Johnson & Johnson can deliver 20 million doses of its single-shot coronavirus vaccine to the U.S. government by the end of March, an executive will testify tomorrow.
“Assuming necessary regulatory approvals relating to our manufacturing processes, our plan is to begin shipping immediately upon emergency use authorization, and deliver enough single-doses by the end of March to enable the vaccination of more than 20 million Americans,” Johnson & Johnson’s Richard Nettles, vice president of medical affairs for the company's pharmaceutical unit Janssen, will tell a House Energy & Commerce subcommittee Tuesday.
The company has applied to the Food and Drug Administration for emergency authorization. FDA is expected to grant that as early as this weekend, after an expert FDA panel convenes Friday to discuss the effectiveness and safety of J&J’s vaccine.
Why it matters: White House officials had cautioned that initial supply of the Johnson & Johnson vaccine would be limited because of production problems, although the company has said it will meet its agreement to supply the U.S. with 100 million doses by the end of June.

### Exercises
**a.** According to the vaccine news item, why had White House officials warned that the first supply of the Johnson & Johnson vaccine would be limited? Answer in one to three sentences.
**b.** Continue the news item about the Johnson & Johnson vaccine, starting after its last sentence.

### Entries taken from a collection
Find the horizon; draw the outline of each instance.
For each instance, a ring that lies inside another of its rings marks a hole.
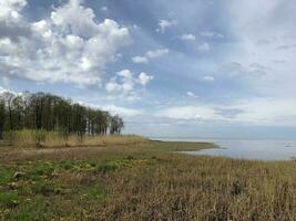
[[[119,114],[125,134],[296,139],[295,9],[287,0],[1,1],[0,94],[71,98]]]

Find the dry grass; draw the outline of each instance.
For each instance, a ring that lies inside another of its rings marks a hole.
[[[39,148],[51,148],[51,147],[90,147],[90,146],[105,146],[105,145],[129,145],[146,141],[145,138],[135,135],[126,136],[83,136],[82,138],[76,135],[62,136],[55,131],[44,130],[19,130],[7,133],[6,145],[10,143],[10,146],[18,148],[39,147]],[[39,141],[40,140],[40,141]]]
[[[16,149],[0,150],[0,218],[296,220],[296,161],[173,152],[210,147],[144,141],[25,149],[27,157]],[[13,178],[16,171],[22,173]]]

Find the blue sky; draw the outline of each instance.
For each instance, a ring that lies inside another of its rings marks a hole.
[[[0,92],[50,92],[145,136],[296,138],[296,2],[6,0]]]

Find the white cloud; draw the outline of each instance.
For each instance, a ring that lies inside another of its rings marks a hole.
[[[159,22],[159,29],[156,29],[156,31],[163,33],[163,32],[165,32],[165,30],[167,28],[171,28],[171,27],[173,27],[175,24],[177,24],[177,21],[176,20],[171,20],[171,21],[169,21],[169,20],[160,20],[160,22]]]
[[[216,119],[220,118],[215,110],[207,106],[173,106],[156,112],[159,117],[173,119]]]
[[[201,51],[201,52],[206,52],[206,51],[210,51],[211,46],[207,42],[204,42],[203,44],[201,44],[197,50]]]
[[[140,84],[142,85],[146,85],[149,84],[154,77],[151,76],[151,75],[147,75],[146,73],[142,72],[140,75],[139,75],[139,82]]]
[[[213,31],[203,31],[201,32],[201,35],[204,38],[208,38],[208,39],[213,39],[213,38],[223,39],[224,38],[223,34],[213,32]]]
[[[215,77],[214,76],[206,75],[206,76],[203,77],[203,81],[205,81],[205,82],[214,82],[215,81]]]
[[[169,49],[159,49],[155,51],[149,51],[146,53],[146,56],[150,59],[155,59],[155,57],[160,57],[160,56],[167,54],[167,53],[169,53]]]
[[[149,59],[145,56],[134,56],[134,57],[132,57],[132,62],[146,64],[146,63],[149,63]]]
[[[197,97],[198,97],[198,96],[195,95],[193,92],[186,92],[186,95],[187,95],[188,97],[194,97],[194,98],[197,98]]]
[[[178,36],[178,39],[183,41],[194,41],[196,38],[193,34],[182,34],[181,36]]]
[[[103,106],[102,108],[110,112],[112,115],[118,114],[123,117],[134,117],[134,116],[139,116],[143,114],[141,109],[126,108],[126,107],[121,107],[121,106],[115,106],[115,105],[106,105],[106,106]]]
[[[169,53],[169,49],[157,49],[154,51],[147,51],[144,56],[132,57],[132,62],[146,64],[150,62],[150,60],[163,56],[164,54],[167,54],[167,53]]]
[[[4,7],[0,7],[0,53],[6,54],[0,73],[7,77],[81,86],[101,84],[105,66],[130,42],[126,28],[109,19],[96,22],[93,10],[79,0],[70,0],[55,8],[50,18],[37,22],[22,15],[24,0],[8,2],[1,1]],[[13,11],[22,17],[18,22],[11,17]],[[10,29],[1,22],[9,22]]]
[[[153,76],[144,72],[140,73],[135,77],[130,70],[122,70],[116,74],[116,77],[113,77],[105,84],[105,90],[109,93],[123,93],[131,95],[135,93],[136,87],[145,86],[153,80]]]
[[[108,11],[108,7],[102,7],[101,10],[102,11]]]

### Results for the exercise
**a.** White House officials warned that the initial supply would be limited because of production problems. Even so, the company has said it will meet its agreement to supply the U.S. with 100 million doses by the end of June.

**b.**
“We are confident in our plans to deliver 100 million single-dose vaccines to the United States during the first half of 2021, and we are continuing to partner with the U.S. government to explore all options to accelerate delivery,” Nettles will say.
The vaccine is 66 percent effective against the virus overall, but showed just 57 percent efficacy in a trial in South Africa, where a problematic strain, B.1.315, has spread widely. That strain has been reported in 10 U.S. states.
What’s next: The House panel will also hear from executives of Pfizer, Moderna, AstraZeneca and Novavax on ways the major vaccine manufacturers are scaling up production to meet the country’s vaccine demands.
Pfizer and Moderna each have pledged 300 million doses this year.